[What to work on]
1. Reproduce the passage in the thread on integrating Messageformat.js into globalize from "Any of the below" up to and including "the moment though.".
2. For each statement below, answer yes or no according to the thread on integrating Messageformat.js into globalize, and quote the words of the thread that decide it. (a) The messageformat-parser was extracted into a separate npm package. (b) The regexp hacks in messageFormatterRuntimeBind were kept in place. (c) Adding a time pattern in the skeleton produces a date-only output.

[Page excerpt]
....

Messageformat.js 1.0 has changed so much that the hacks used to integrate it into globalize no longer work. In particular, since the runtime is no longer static, I was unable to extract it and inject it into globalize's message-runtime module.

So instead I copied the messageformat compiler and runtime into globalize.js, and used messageformat-parser (which has since been extracted into a separate npm package). Since I now had direct access to the compiler, I was also able to remove the regexp hacks in messageFormatterRuntimeBind (the compiler can tell the runtime binding function what features are needed, e.g. plurals, select etc.).

Here's the commit: https://github.com/nkovacs/globalize/commit/1586e12ff1b7f24a649e442899e76575f6c19b2d

What do you think?

nkovacs avatar Oct 16 '16 14:10 nkovacs

These presets look nice:

{now, date, long} -> dateFormatter({date: 'long'}) {now, time, long} -> dateFormatter({time: 'long'}) {now, datetime, long} -> dateFormatter({datetime: 'long'})

Any of the below look nice to me too, except for the fact that adding a time pattern in the skeleton below will result in a datetime output, which sounds inconsistent with date since we have message formatters named time or datetime. Do you see what I mean? I have no suggestion at the moment though.

{now, date, skeleton, GyMMMd} {now, dateskeleton, GyMMMd}

rxaviers avatar Nov 01 '16 15:11 rxaviers

Messageformat.js 1.0 has changed so much that the hacks used to integrate it into globalize no longer work. In particular, since the runtime is no longer static, I was unable to extract it and inject it into globalize's message-runtime module.

So instead I copied the messageformat compiler and runtime into globalize.js, and used messageformat-parser (which has since been extracted into a separate npm package). Since I now had direct access to the compiler, I was also able to remove the regexp hacks in messageFormatterRuntimeBind (the compiler can tell the runtime binding function what features are needed, e.g. plurals, select etc.).

....

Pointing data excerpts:
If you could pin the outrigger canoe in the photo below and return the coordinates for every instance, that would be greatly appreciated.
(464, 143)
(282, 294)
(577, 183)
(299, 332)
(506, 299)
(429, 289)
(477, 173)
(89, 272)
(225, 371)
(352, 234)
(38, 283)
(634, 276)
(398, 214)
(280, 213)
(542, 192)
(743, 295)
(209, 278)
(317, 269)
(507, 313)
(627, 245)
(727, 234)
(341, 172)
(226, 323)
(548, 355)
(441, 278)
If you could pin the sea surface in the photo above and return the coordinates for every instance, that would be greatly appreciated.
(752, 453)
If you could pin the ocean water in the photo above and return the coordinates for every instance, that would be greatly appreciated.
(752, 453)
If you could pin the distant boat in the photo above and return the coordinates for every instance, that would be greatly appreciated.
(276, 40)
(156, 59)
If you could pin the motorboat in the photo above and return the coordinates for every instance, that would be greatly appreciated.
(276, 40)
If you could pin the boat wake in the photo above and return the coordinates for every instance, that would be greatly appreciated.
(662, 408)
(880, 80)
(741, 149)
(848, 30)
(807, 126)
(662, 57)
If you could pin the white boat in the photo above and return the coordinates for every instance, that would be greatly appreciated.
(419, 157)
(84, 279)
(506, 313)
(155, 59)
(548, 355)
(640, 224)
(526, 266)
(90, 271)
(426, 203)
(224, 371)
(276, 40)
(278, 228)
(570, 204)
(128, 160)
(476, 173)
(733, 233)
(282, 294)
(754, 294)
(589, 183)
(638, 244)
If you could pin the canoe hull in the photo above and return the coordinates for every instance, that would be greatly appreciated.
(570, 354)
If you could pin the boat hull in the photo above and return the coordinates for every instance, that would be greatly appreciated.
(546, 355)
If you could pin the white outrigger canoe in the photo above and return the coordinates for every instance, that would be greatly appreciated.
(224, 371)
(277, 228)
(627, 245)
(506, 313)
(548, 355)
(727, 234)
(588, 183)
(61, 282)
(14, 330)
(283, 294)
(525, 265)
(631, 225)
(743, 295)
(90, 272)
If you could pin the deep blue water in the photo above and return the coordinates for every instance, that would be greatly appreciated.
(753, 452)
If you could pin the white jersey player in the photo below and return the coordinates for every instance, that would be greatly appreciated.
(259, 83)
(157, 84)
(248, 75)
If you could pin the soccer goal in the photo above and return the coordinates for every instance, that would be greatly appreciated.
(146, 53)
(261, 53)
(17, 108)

....

[Exercise results]
1.
Any of the below look nice to me too, except for the fact that adding a time pattern in the skeleton below will result in a datetime output, which sounds inconsistent with date since we have message formatters named time or datetime. Do you see what I mean? I have no suggestion at the moment though.

2.
(a) Yes: "which has since been extracted into a separate npm package"
(b) No: "I was also able to remove the regexp hacks in messageFormatterRuntimeBind"
(c) No: "adding a time pattern in the skeleton below will result in a datetime output"